--- Stated task 1 ---
Reproduce the entire passage on content analysis word for word.

--- Selected text ---
----
But in order to make an accurate and meaningful analysis of a general body of content in a foreign language, a considerable expertness is required, particularly when one moves in the direction of the subjective-mechanical approach. Any attempt to measure the "direction" of content along a "favorable-unfavorable" or "strong-weak" continuum requires ability to catch the nuances of a language, to understand its idiom. Even a simple word count approach may offer some problems. One group of students who measured the occurrence of a set of symbols in newspapers of five different nations (in four languages) noted: "No symbol list is perfectly translatable between languages." In order to make their lists comparable, they found it necessary to translate some key words into several possible synonyms in the foreign language, and at other times found it necessary to limit the use of a particular word to contexts which provided the meaning they wanted.

3. Hypothecation. To make content analysis useful, the operator must be prepared to make a "hypothesis," to develop a theory, or to have a strong hunch about what his analysis will show. It might be stated in this form: "If I count the frequencies of this list of symbols, it will show that the elite are predominantly of X background," or any variant of this which is pertinent. What is important is to have a theory of what the analysis will show before engaging in it. To return to the Who’s Who example, it would be eminently foolish to start recording the universities attended by the persons listed, unless one could predict in advance that the elite were clustered among a certain small group of schools (and that knowledge of this fact would be of aid to the operator). In terms of elite, analysis it will always be necessary for the operator to have an expectation that the content analysis will tell him something about the elite in a more precise fashion than he presently knows. Further, he must decide in advance whether this information will be useful to him.
----
--- Stated task 2 ---
Add -117 to every bounding-box coordinate in the listing below, from the line containing "Circle plaid shorts." down to the line containing "[288,100,344,129]", both included. Write out only those lines of the listing again, requests included.

--- Extracted information ---
----
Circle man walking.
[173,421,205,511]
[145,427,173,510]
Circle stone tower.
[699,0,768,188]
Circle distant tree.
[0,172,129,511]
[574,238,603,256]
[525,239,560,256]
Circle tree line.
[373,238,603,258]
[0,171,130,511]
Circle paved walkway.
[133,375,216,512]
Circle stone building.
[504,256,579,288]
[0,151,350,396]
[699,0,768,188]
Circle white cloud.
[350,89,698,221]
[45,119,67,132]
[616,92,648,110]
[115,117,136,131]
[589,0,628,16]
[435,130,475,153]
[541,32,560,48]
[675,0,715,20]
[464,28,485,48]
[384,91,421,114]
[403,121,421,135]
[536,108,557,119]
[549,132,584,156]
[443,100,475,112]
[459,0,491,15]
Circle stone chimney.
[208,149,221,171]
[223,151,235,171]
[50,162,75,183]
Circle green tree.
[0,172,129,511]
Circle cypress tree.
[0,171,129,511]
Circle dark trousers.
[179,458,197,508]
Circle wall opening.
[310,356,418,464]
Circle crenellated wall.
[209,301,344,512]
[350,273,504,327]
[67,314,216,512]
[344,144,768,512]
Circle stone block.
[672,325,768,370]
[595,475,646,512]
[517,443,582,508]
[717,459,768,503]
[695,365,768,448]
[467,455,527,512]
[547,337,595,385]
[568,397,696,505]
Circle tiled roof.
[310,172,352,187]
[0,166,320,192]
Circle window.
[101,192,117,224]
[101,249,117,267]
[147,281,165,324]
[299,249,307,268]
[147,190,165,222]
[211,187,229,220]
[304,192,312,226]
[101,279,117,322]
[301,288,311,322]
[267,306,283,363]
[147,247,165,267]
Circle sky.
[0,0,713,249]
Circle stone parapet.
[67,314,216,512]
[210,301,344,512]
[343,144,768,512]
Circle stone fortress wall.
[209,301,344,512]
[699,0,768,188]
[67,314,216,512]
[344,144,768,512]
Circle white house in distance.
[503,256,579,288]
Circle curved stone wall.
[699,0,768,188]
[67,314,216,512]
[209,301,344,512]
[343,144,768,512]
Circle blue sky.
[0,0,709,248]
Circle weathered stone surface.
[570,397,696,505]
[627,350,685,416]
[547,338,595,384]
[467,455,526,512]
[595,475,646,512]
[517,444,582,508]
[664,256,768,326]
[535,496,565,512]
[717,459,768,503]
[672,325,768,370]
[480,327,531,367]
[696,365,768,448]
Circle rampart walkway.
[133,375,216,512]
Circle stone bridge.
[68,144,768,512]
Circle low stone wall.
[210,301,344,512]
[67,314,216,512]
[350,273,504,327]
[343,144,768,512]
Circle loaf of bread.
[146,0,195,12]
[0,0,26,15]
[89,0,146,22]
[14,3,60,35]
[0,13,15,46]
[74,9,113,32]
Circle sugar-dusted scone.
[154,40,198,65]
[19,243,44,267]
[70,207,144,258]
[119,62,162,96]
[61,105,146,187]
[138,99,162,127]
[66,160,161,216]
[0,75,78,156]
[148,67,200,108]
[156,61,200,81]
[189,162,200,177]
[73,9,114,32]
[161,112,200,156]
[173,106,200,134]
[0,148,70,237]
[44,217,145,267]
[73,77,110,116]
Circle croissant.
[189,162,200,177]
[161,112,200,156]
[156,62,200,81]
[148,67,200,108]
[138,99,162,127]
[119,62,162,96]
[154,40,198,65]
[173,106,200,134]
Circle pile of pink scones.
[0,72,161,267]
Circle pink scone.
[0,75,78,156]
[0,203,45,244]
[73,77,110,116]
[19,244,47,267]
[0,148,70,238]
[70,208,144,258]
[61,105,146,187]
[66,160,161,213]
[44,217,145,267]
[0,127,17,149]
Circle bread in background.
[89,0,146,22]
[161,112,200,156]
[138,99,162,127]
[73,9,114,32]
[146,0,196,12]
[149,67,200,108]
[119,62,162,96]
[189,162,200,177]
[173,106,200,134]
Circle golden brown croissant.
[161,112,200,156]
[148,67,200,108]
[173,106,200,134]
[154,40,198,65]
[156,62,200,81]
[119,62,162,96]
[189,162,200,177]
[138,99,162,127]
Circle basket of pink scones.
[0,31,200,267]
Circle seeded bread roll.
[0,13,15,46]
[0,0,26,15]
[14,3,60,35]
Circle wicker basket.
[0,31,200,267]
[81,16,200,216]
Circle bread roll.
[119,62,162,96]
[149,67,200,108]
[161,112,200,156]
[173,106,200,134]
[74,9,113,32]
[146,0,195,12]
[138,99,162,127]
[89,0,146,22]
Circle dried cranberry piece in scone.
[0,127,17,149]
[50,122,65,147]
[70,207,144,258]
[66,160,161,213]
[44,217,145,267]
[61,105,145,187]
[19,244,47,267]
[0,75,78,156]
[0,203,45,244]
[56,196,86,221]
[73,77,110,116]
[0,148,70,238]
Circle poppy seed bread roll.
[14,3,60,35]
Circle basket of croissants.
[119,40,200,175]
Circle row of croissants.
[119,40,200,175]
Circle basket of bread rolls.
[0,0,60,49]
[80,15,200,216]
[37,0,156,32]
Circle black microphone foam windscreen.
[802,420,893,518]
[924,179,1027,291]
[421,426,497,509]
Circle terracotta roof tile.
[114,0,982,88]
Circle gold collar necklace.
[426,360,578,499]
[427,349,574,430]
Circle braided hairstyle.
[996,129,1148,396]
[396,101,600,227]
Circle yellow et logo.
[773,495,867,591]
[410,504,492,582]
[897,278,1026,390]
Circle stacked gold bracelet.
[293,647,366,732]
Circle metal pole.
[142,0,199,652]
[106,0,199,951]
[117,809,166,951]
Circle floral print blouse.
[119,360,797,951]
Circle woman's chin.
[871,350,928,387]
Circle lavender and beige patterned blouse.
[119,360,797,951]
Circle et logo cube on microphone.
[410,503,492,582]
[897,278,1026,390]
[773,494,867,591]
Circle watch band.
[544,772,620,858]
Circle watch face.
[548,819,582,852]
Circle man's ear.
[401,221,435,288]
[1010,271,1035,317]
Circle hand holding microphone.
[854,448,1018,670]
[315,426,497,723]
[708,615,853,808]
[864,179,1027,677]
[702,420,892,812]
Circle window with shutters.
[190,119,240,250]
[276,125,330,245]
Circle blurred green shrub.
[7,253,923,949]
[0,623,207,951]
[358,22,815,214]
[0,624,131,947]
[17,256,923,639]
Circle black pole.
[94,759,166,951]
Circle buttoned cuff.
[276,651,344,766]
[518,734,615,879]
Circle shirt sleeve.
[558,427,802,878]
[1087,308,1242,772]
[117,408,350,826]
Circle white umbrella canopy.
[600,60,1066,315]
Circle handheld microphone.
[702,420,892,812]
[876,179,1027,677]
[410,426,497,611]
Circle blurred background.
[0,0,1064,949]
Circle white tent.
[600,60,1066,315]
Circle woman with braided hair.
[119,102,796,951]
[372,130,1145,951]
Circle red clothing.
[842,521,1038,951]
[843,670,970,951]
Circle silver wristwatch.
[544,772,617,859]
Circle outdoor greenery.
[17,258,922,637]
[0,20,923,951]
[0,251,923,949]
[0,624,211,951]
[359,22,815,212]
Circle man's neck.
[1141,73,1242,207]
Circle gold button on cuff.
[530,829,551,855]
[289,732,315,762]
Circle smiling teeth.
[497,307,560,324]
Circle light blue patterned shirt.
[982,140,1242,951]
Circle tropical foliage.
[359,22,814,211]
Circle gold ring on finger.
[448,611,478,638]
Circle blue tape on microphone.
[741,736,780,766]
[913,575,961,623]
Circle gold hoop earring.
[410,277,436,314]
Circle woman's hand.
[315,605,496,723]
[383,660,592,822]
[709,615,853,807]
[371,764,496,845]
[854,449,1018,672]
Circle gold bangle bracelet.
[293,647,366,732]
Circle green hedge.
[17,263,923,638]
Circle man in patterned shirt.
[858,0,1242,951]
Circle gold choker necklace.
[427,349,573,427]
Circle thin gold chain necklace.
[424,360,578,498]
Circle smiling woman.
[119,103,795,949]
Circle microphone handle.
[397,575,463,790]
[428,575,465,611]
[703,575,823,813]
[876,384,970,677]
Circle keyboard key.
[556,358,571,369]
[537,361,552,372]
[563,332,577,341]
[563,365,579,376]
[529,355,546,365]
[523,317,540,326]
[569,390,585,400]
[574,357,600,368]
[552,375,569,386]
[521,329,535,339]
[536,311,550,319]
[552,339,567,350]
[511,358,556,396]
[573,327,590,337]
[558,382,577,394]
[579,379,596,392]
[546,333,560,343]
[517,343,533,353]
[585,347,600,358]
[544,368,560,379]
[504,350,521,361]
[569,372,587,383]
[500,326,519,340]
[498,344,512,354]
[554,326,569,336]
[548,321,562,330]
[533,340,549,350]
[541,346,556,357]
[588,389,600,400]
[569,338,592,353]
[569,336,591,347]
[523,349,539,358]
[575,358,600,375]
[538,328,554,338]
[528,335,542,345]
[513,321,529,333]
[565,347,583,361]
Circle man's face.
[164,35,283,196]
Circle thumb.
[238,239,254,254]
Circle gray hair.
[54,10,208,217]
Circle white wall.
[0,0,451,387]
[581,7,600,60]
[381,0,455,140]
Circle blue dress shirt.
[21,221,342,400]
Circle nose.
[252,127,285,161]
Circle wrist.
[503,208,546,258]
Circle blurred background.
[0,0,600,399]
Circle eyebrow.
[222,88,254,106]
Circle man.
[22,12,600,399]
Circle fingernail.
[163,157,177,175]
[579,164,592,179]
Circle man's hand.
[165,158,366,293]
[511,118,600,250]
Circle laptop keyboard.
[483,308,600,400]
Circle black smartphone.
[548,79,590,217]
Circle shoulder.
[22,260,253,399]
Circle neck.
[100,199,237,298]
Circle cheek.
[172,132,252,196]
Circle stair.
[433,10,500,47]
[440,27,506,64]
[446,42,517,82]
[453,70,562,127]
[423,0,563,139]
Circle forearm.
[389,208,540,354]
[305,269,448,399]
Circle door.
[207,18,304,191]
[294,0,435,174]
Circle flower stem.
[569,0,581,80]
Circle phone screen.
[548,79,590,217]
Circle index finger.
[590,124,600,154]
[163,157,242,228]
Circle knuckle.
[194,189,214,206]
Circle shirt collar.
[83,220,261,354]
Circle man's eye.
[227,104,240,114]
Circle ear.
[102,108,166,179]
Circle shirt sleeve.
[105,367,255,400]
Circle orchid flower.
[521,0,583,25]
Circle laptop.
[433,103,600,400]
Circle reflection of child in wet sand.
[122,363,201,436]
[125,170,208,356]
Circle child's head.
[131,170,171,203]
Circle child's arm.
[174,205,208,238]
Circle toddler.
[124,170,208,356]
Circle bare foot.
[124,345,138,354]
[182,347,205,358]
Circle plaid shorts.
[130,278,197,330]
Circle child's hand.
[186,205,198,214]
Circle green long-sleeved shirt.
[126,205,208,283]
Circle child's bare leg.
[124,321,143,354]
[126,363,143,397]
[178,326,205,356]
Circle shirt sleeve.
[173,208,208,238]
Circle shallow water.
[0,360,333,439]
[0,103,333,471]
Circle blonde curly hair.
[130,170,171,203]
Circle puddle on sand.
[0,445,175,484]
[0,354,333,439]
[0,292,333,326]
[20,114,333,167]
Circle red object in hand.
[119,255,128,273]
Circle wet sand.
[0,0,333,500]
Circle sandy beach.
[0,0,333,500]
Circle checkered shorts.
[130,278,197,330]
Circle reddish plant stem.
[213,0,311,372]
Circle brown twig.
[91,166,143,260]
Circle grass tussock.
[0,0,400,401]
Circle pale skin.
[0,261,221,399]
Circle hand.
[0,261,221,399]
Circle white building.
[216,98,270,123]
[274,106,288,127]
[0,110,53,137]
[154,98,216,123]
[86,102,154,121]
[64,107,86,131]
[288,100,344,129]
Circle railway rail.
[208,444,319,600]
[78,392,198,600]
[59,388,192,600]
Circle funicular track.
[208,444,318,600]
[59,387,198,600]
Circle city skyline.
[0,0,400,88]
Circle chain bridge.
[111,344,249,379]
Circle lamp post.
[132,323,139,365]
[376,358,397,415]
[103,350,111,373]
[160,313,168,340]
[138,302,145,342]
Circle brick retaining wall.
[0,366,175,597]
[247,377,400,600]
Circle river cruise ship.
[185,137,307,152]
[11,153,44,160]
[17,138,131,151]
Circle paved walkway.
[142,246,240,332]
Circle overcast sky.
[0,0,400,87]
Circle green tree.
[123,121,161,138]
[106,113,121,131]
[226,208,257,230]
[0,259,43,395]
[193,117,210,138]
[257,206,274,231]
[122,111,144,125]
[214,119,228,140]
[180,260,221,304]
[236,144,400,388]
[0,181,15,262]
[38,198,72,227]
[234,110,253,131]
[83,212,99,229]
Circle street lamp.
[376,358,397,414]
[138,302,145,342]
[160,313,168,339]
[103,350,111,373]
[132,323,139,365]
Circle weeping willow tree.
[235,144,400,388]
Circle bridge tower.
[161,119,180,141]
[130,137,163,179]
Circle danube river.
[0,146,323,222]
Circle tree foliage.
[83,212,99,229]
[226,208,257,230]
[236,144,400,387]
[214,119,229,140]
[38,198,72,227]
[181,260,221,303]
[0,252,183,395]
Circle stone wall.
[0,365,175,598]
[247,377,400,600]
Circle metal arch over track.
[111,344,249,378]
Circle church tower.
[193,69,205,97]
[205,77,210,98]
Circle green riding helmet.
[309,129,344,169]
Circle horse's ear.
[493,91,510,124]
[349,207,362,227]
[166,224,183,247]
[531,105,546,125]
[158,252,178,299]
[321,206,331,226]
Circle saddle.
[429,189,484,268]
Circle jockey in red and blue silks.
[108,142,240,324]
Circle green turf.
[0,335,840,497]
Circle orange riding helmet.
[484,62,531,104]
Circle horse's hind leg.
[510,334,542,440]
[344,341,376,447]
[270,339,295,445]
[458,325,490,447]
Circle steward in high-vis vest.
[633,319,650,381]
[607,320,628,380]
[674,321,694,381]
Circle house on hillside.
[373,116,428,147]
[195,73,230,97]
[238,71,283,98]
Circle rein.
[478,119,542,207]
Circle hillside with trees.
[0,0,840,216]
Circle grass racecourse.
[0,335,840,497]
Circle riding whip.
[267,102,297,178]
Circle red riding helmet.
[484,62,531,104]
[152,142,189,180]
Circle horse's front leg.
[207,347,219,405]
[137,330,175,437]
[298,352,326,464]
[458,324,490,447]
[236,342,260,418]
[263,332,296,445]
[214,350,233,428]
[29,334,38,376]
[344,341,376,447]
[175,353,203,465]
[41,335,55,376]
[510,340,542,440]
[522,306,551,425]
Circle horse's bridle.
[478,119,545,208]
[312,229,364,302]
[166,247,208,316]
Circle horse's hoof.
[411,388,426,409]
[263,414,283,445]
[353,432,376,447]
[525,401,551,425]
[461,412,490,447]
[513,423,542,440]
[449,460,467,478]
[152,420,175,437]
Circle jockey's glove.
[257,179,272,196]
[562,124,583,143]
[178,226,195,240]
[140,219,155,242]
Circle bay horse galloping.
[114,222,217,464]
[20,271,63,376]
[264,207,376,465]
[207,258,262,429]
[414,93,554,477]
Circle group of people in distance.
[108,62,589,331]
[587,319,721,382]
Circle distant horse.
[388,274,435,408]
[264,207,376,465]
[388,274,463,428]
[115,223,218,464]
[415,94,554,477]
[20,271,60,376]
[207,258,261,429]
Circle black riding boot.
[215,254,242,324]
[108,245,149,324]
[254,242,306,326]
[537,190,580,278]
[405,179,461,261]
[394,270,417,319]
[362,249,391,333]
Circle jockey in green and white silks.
----
--- Response 1 ---
But in order to make an accurate and meaningful analysis of a general body of content in a foreign language, a considerable expertness is required, particularly when one moves in the direction of the subjective-mechanical approach. Any attempt to measure the "direction" of content along a "favorable-unfavorable" or "strong-weak" continuum requires ability to catch the nuances of a language, to understand its idiom. Even a simple word count approach may offer some problems. One group of students who measured the occurrence of a set of symbols in newspapers of five different nations (in four languages) noted: "No symbol list is perfectly translatable between languages." In order to make their lists comparable, they found it necessary to translate some key words into several possible synonyms in the foreign language, and at other times found it necessary to limit the use of a particular word to contexts which provided the meaning they wanted.

3. Hypothecation. To make content analysis useful, the operator must be prepared to make a "hypothesis," to develop a theory, or to have a strong hunch about what his analysis will show. It might be stated in this form: "If I count the frequencies of this list of symbols, it will show that the elite are predominantly of X background," or any variant of this which is pertinent. What is important is to have a theory of what the analysis will show before engaging in it. To return to the Who’s Who example, it would be eminently foolish to start recording the universities attended by the persons listed, unless one could predict in advance that the elite were clustered among a certain small group of schools (and that knowledge of this fact would be of aid to the operator). In terms of elite, analysis it will always be necessary for the operator to have an expectation that the content analysis will tell him something about the elite in a more precise fashion than he presently knows. Further, he must decide in advance whether this information will be useful to him.

--- Response 2 ---
Circle plaid shorts.
[13,161,80,213]
Circle child's hand.
[69,88,81,97]
Circle green long-sleeved shirt.
[9,88,91,166]
Circle child's bare leg.
[7,204,26,237]
[9,246,26,280]
[61,209,88,239]
Circle shirt sleeve.
[56,91,91,121]
Circle shallow water.
[-117,243,216,322]
[-117,-14,216,354]
Circle blonde curly hair.
[13,53,54,86]
Circle puddle on sand.
[-117,328,58,367]
[-117,237,216,322]
[-117,175,216,209]
[-97,-3,216,50]
Circle red object in hand.
[2,138,11,156]
Circle wet sand.
[-117,-117,216,383]
Circle sandy beach.
[-117,-117,216,383]
Circle checkered shorts.
[13,161,80,213]
Circle reddish plant stem.
[96,-117,194,255]
Circle brown twig.
[-26,49,26,143]
Circle grass tussock.
[-117,-117,283,284]
Circle pale skin.
[-117,144,104,282]
Circle hand.
[-117,144,104,282]
Circle white building.
[99,-19,153,6]
[157,-11,171,10]
[-117,-7,-64,20]
[37,-19,99,6]
[-31,-15,37,4]
[-53,-10,-31,14]
[171,-17,227,12]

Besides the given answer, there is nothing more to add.